====== Record excerpts ======

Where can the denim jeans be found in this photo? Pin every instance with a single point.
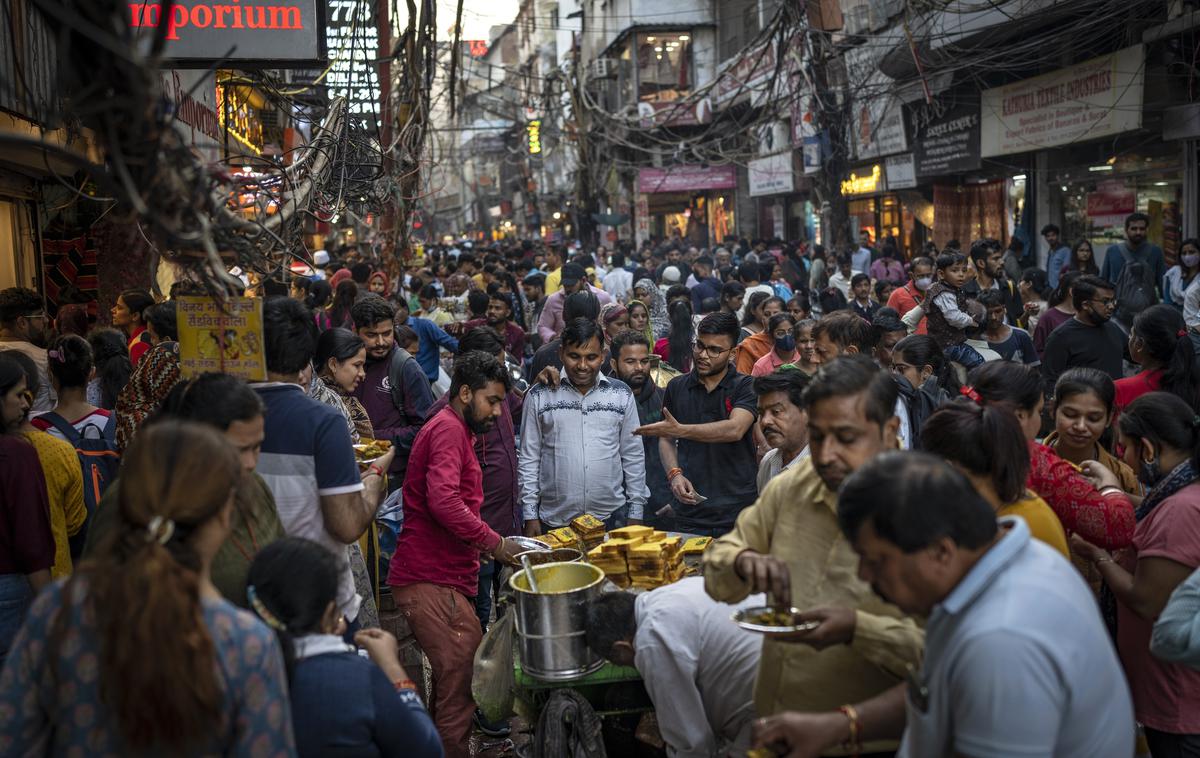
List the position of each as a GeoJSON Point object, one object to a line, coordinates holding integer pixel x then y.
{"type": "Point", "coordinates": [964, 354]}
{"type": "Point", "coordinates": [16, 596]}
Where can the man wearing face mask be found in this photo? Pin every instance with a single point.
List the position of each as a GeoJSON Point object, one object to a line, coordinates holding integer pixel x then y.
{"type": "Point", "coordinates": [25, 328]}
{"type": "Point", "coordinates": [905, 299]}
{"type": "Point", "coordinates": [1090, 340]}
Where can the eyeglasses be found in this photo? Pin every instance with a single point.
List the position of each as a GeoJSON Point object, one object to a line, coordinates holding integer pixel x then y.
{"type": "Point", "coordinates": [711, 350]}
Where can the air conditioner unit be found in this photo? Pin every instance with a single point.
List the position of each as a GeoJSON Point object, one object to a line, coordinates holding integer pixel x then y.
{"type": "Point", "coordinates": [603, 68]}
{"type": "Point", "coordinates": [858, 19]}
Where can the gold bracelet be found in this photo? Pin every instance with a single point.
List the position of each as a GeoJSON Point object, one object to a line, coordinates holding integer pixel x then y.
{"type": "Point", "coordinates": [853, 743]}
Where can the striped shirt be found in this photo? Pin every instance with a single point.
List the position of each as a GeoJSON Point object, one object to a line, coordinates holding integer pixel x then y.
{"type": "Point", "coordinates": [579, 453]}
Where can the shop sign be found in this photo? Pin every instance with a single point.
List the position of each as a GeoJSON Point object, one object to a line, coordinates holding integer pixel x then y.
{"type": "Point", "coordinates": [1111, 202]}
{"type": "Point", "coordinates": [687, 179]}
{"type": "Point", "coordinates": [947, 144]}
{"type": "Point", "coordinates": [675, 113]}
{"type": "Point", "coordinates": [879, 127]}
{"type": "Point", "coordinates": [900, 172]}
{"type": "Point", "coordinates": [226, 340]}
{"type": "Point", "coordinates": [1096, 98]}
{"type": "Point", "coordinates": [199, 34]}
{"type": "Point", "coordinates": [642, 218]}
{"type": "Point", "coordinates": [772, 175]}
{"type": "Point", "coordinates": [533, 130]}
{"type": "Point", "coordinates": [239, 118]}
{"type": "Point", "coordinates": [193, 96]}
{"type": "Point", "coordinates": [353, 41]}
{"type": "Point", "coordinates": [864, 181]}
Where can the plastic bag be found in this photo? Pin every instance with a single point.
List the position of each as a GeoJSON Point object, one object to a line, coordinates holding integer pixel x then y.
{"type": "Point", "coordinates": [492, 679]}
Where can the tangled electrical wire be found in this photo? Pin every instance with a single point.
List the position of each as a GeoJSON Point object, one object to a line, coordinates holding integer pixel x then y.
{"type": "Point", "coordinates": [204, 217]}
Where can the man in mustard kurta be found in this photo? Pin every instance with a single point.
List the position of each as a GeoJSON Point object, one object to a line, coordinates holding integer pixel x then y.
{"type": "Point", "coordinates": [789, 543]}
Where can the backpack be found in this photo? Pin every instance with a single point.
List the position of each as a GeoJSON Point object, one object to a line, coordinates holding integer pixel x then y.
{"type": "Point", "coordinates": [99, 458]}
{"type": "Point", "coordinates": [1134, 288]}
{"type": "Point", "coordinates": [400, 356]}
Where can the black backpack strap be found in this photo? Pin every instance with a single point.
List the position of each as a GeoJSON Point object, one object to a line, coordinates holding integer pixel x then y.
{"type": "Point", "coordinates": [64, 426]}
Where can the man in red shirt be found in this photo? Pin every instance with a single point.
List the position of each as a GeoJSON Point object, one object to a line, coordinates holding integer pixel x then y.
{"type": "Point", "coordinates": [905, 299]}
{"type": "Point", "coordinates": [435, 571]}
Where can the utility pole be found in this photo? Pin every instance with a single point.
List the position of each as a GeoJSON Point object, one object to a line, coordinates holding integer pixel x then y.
{"type": "Point", "coordinates": [832, 114]}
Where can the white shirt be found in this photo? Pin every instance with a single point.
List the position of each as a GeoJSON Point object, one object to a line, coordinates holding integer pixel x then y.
{"type": "Point", "coordinates": [617, 283]}
{"type": "Point", "coordinates": [699, 668]}
{"type": "Point", "coordinates": [772, 465]}
{"type": "Point", "coordinates": [843, 282]}
{"type": "Point", "coordinates": [1018, 662]}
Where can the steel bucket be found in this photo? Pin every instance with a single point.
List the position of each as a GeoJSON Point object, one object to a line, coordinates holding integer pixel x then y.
{"type": "Point", "coordinates": [552, 623]}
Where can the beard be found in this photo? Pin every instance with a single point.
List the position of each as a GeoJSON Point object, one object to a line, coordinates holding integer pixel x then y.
{"type": "Point", "coordinates": [635, 381]}
{"type": "Point", "coordinates": [478, 425]}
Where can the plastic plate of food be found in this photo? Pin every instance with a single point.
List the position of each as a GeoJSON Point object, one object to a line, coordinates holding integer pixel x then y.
{"type": "Point", "coordinates": [369, 451]}
{"type": "Point", "coordinates": [771, 620]}
{"type": "Point", "coordinates": [529, 543]}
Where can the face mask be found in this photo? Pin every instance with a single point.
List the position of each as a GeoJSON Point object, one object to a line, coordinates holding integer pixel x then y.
{"type": "Point", "coordinates": [1151, 471]}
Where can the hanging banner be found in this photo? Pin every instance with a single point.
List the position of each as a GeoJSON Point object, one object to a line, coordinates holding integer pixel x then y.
{"type": "Point", "coordinates": [1096, 98]}
{"type": "Point", "coordinates": [229, 342]}
{"type": "Point", "coordinates": [772, 175]}
{"type": "Point", "coordinates": [948, 144]}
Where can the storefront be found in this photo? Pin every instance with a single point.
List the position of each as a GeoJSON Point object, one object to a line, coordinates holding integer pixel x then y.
{"type": "Point", "coordinates": [886, 215]}
{"type": "Point", "coordinates": [1097, 191]}
{"type": "Point", "coordinates": [693, 203]}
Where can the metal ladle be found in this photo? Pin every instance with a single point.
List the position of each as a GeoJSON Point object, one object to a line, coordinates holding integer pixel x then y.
{"type": "Point", "coordinates": [533, 583]}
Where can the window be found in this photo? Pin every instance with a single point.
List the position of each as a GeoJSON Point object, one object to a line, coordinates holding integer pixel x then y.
{"type": "Point", "coordinates": [664, 66]}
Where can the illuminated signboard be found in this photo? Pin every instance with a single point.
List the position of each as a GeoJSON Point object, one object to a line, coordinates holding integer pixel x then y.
{"type": "Point", "coordinates": [864, 184]}
{"type": "Point", "coordinates": [239, 118]}
{"type": "Point", "coordinates": [534, 130]}
{"type": "Point", "coordinates": [353, 48]}
{"type": "Point", "coordinates": [245, 31]}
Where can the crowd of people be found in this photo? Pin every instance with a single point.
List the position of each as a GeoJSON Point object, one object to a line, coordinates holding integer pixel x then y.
{"type": "Point", "coordinates": [978, 480]}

======

• **What to produce**
Set down all the data again exactly as above, pictures excluded.

• **Solution**
Where can the denim jeans be found in this photo? Pin every instance with a single point.
List the position of each as a GeoJSON Point object, one object to a line, coordinates holding integer pixel x then y.
{"type": "Point", "coordinates": [964, 354]}
{"type": "Point", "coordinates": [16, 596]}
Where can the man wearing face mask be found in this photo? Pin every instance with a single point.
List the position of each as a GeoJSON Point object, one object to a line, coordinates holding integer pixel x then y.
{"type": "Point", "coordinates": [25, 328]}
{"type": "Point", "coordinates": [905, 299]}
{"type": "Point", "coordinates": [1090, 340]}
Where can the eyeglasses be found in this photo? Pin every instance with a single point.
List the position of each as a GeoJSON Point object, one object to a line, coordinates holding integer pixel x then y.
{"type": "Point", "coordinates": [711, 350]}
Where can the air conditioner unit be found in this photo? Pin every instance with a single point.
List the position of each as a GeoJSON Point object, one object to a line, coordinates holding integer pixel x then y.
{"type": "Point", "coordinates": [603, 68]}
{"type": "Point", "coordinates": [858, 19]}
Where can the gold bracelet be found in this photo? Pin every instance with a single point.
List the position of each as a GeoJSON Point object, one object to a line, coordinates holding integer pixel x then y.
{"type": "Point", "coordinates": [853, 743]}
Where can the striped shirt be found in this photo? Pin every instance with a single point.
List the position of each as a GeoJSON Point object, one object to a line, coordinates holding integer pixel x then y.
{"type": "Point", "coordinates": [579, 453]}
Where can the shop sign be found in this photo? Pin every instance with a single point.
List the position of each as a GeoJSON Point object, one object to a line, coordinates holding integer pixel x then y.
{"type": "Point", "coordinates": [1111, 202]}
{"type": "Point", "coordinates": [687, 179]}
{"type": "Point", "coordinates": [947, 144]}
{"type": "Point", "coordinates": [675, 113]}
{"type": "Point", "coordinates": [879, 127]}
{"type": "Point", "coordinates": [900, 172]}
{"type": "Point", "coordinates": [226, 340]}
{"type": "Point", "coordinates": [1096, 98]}
{"type": "Point", "coordinates": [199, 34]}
{"type": "Point", "coordinates": [642, 218]}
{"type": "Point", "coordinates": [772, 175]}
{"type": "Point", "coordinates": [533, 130]}
{"type": "Point", "coordinates": [239, 118]}
{"type": "Point", "coordinates": [193, 96]}
{"type": "Point", "coordinates": [353, 41]}
{"type": "Point", "coordinates": [864, 181]}
Where can the plastic bag be found in this photo? Pin every instance with a single point.
List the position of each as a GeoJSON Point object, one object to a line, coordinates holding integer pixel x then y.
{"type": "Point", "coordinates": [492, 679]}
Where can the tangled electrical wire be found in this photo? Pin every instance with a single point.
List the position of each as a GeoJSON Point object, one object to a line, coordinates holding integer pixel x then y.
{"type": "Point", "coordinates": [204, 217]}
Where can the man in mustard kurta be found in this photo? Pin every instance with a single point.
List the position of each as a GeoJSON Point object, one object to a line, coordinates holding integer pixel x then y.
{"type": "Point", "coordinates": [789, 543]}
Where can the backpack be found in this photo? Pin every instance with a single point.
List the position of each as a GeoJSON Point object, one object to a line, coordinates holding integer pixel x then y.
{"type": "Point", "coordinates": [99, 458]}
{"type": "Point", "coordinates": [1134, 288]}
{"type": "Point", "coordinates": [400, 356]}
Where can the black backpack strap be found in this photo? Pin every instance with a single point.
List the position of each as a GeoJSON Point object, one object to a line, coordinates holding integer pixel x then y.
{"type": "Point", "coordinates": [64, 426]}
Where can the man in red shirt be found in this photo? Pin every instance with a single point.
List the position of each as a GeoJSON Point object, one object to a line, coordinates holding integer pixel x then y.
{"type": "Point", "coordinates": [905, 299]}
{"type": "Point", "coordinates": [435, 571]}
Where can the utility pole be found in this photo? Pin every instance with a single point.
List the position of each as a GeoJSON Point object, one object to a line, coordinates holding integer pixel x then y.
{"type": "Point", "coordinates": [832, 114]}
Where can the white shirt be found in this photo? Pin every instance with a single point.
List the position of each as a GeoJSON Point object, one object to a line, coordinates holding integer pixel x then y.
{"type": "Point", "coordinates": [617, 283]}
{"type": "Point", "coordinates": [699, 668]}
{"type": "Point", "coordinates": [772, 465]}
{"type": "Point", "coordinates": [843, 282]}
{"type": "Point", "coordinates": [1018, 662]}
Where can the steel bucket be found in this photo? Pin every instance with a single point.
List the position of each as a GeoJSON Point object, one object to a line, coordinates holding integer pixel x then y.
{"type": "Point", "coordinates": [552, 623]}
Where can the beard be found in this photo? Pin every instance with a single point.
List the position of each as a GeoJSON Point object, one object to a line, coordinates holding integer pixel x then y.
{"type": "Point", "coordinates": [635, 381]}
{"type": "Point", "coordinates": [478, 425]}
Where can the plastic plate of food be found in this photo? Pin every instance with a single point.
List the position of each as a GeoJSON Point object, one object to a line, coordinates holding integer pixel x then y.
{"type": "Point", "coordinates": [369, 451]}
{"type": "Point", "coordinates": [771, 620]}
{"type": "Point", "coordinates": [529, 543]}
Where can the face mask be found in this photo? Pin every instance with a single point.
List the position of each as a GeoJSON Point object, one object to a line, coordinates holding integer pixel x then y.
{"type": "Point", "coordinates": [1151, 471]}
Where can the hanging banner be found in this photo? Pin every instance with a single point.
List the position of each as a GeoJSON Point object, one object to a line, coordinates holding integer pixel x then y.
{"type": "Point", "coordinates": [1096, 98]}
{"type": "Point", "coordinates": [229, 342]}
{"type": "Point", "coordinates": [772, 175]}
{"type": "Point", "coordinates": [948, 144]}
Where can the storefront be found in this photo? Pin every instance with a single point.
List the position of each as a GeoJSON Point object, one object to a line, coordinates holding integer pixel x then y.
{"type": "Point", "coordinates": [886, 215]}
{"type": "Point", "coordinates": [1097, 191]}
{"type": "Point", "coordinates": [693, 203]}
Where can the metal ladle be found in this photo? Pin every instance with a single point.
List the position of each as a GeoJSON Point object, one object to a line, coordinates holding integer pixel x then y.
{"type": "Point", "coordinates": [533, 583]}
Where can the window be found in this photo? Pin every instance with a single point.
List the position of each as a GeoJSON Point object, one object to a line, coordinates holding integer pixel x then y.
{"type": "Point", "coordinates": [664, 66]}
Where can the illuminated signboard be found in this photo? Pin every instance with a single point.
List the position of each as a GeoJSON Point object, one object to a line, coordinates holding integer pixel x then y.
{"type": "Point", "coordinates": [864, 184]}
{"type": "Point", "coordinates": [239, 118]}
{"type": "Point", "coordinates": [534, 130]}
{"type": "Point", "coordinates": [353, 48]}
{"type": "Point", "coordinates": [245, 31]}
Where can the crowd of people be found in this photo? Pin every instance with a single point.
List the position of each as a GeoJSON Point object, one object to a line, coordinates holding integer pixel x then y.
{"type": "Point", "coordinates": [978, 480]}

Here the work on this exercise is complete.